■ Problem statement
Update the lines below by changing every "white egret flower" to "egret orchid" and keeping everything else the same. Leave the pictures out of your answer.

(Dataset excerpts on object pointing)
----
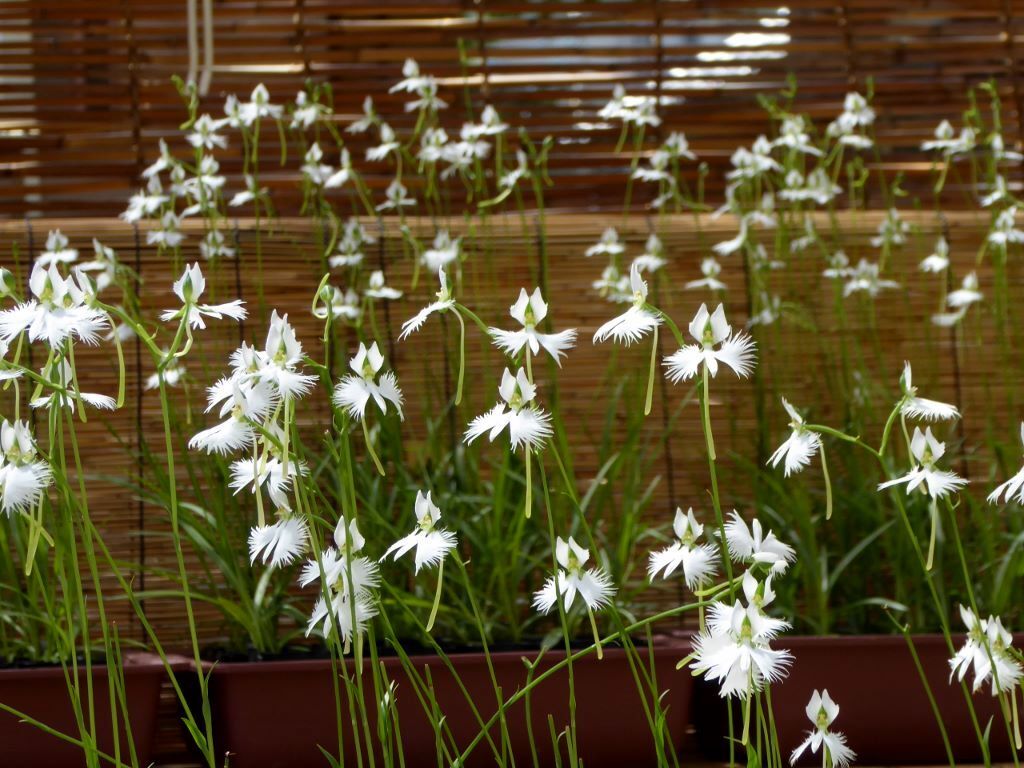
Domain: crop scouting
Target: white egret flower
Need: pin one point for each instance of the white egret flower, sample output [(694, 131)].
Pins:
[(711, 331), (1014, 487), (821, 711), (258, 107), (527, 424), (355, 390), (799, 446), (412, 81), (750, 164), (572, 578), (988, 651), (697, 560), (23, 476), (491, 125), (913, 407), (348, 581), (189, 288), (376, 289), (926, 451), (282, 355), (59, 309), (967, 294), (608, 245), (245, 403), (735, 649), (938, 260), (279, 544), (254, 473), (142, 204), (865, 278), (430, 543), (306, 112), (442, 252), (710, 268), (530, 310), (169, 233), (443, 303), (1005, 229), (752, 545), (636, 322), (204, 133)]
----
■ Response to this task
Domain: crop scouting
Target: egret orchid
Need: pin one point for each instance of the egret orchid, sample output [(694, 131)].
Pins:
[(711, 331), (1014, 487), (821, 711), (258, 107), (527, 424), (355, 390), (799, 446), (412, 81), (750, 164), (572, 578), (988, 651), (697, 560), (23, 476), (491, 125), (913, 407), (348, 581), (189, 288), (376, 289), (926, 451), (282, 355), (59, 309), (967, 294), (608, 245), (245, 403), (735, 649), (938, 260), (279, 544), (254, 473), (142, 204), (865, 278), (430, 543), (306, 112), (442, 252), (710, 268), (530, 310), (169, 233), (443, 303), (1005, 229), (752, 545), (636, 322), (204, 133)]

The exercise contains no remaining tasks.